(Work to be completed) In the character list for The Return of the Condor Heroes, reproduce word for word the part from "Guo Fu () is" up to and including "in the end.".

(Reading passage)
## begin
The following is a list of characters from the wuxia novel The Return of the Condor Heroes by Jin Yong. Some of these characters are fictionalised personas of, or are based on, actual historical figures, such as Wang Chongyang, Qiu Chuji, Duan Zhixing, Kublai Khan and Yelü Chucai.

The Condor 
The Divine Condor () is a giant eagle-like creature living alone in a valley and a former companion of the swordsman Dugu Qiubai. After roaming the land for years and failing to find someone who can rival him in swordplay, Dugu Qiubai came to a cave near a forest and spent the rest of his life there as a hermit. Several years after his death, the Condor encounters Yang Guo by coincidence while he was fighting with a giant serpent. Yang Guo learns Dugu Qiubai's swordplay techniques from the Condor. As he has lost his right arm, Yang Guo trains relentlessly and overcomes his disability to use Dugu Qiubai's Heavy Iron Sword with only one arm. After accomplishing a high level of proficiency in swordplay, Yang Guo ventures out with the Condor to search for Xiaolongnü and reunite with her.

Main characters 

 Yang Guo ()
 Xiaolongnü ()

Guo family and associates 

 Guo Jing ()
 Huang Rong ()
 Guo Fu () is Guo Jing and Huang Rong's elder daughter. Even though she is beautiful and attractive, she is spoiled and insolent and has been rather unfriendly towards Yang Guo since they were young. At one point, she gets into a heated quarrel with Yang Guo while confronting him about how he lied to the Wu brothers that her parents have agreed to let him marry her, and ends up slicing off his right arm with a sword. She marries Yelü Qi in the end.
## end
Records from a point labeling set
## begin
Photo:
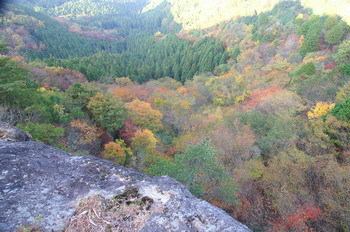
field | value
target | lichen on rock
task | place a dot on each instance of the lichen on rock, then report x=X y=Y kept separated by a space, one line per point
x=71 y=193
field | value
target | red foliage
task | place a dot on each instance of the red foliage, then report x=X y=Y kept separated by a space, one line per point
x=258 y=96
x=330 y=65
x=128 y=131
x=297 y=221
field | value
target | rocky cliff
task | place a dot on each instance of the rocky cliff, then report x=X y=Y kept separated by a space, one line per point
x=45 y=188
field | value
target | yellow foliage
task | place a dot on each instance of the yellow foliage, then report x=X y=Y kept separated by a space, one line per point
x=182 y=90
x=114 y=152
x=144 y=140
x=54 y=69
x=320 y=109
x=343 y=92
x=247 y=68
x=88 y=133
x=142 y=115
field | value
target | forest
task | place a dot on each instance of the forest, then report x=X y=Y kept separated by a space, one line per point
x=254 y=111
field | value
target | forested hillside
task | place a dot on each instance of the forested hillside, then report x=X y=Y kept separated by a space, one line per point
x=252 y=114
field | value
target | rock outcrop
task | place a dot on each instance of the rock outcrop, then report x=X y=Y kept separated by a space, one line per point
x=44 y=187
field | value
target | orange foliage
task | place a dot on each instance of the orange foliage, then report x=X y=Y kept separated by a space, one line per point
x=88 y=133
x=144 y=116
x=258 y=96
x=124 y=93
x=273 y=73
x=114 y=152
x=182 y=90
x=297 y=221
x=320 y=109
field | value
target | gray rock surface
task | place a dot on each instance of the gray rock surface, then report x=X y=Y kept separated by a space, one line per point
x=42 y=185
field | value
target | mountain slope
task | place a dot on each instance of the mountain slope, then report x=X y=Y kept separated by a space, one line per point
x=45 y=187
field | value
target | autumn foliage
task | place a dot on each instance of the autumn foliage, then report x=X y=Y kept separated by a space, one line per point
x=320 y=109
## end
(Output for this task)
Guo Fu () is Guo Jing and Huang Rong's elder daughter. Even though she is beautiful and attractive, she is spoiled and insolent and has been rather unfriendly towards Yang Guo since they were young. At one point, she gets into a heated quarrel with Yang Guo while confronting him about how he lied to the Wu brothers that her parents have agreed to let him marry her, and ends up slicing off his right arm with a sword. She marries Yelü Qi in the end.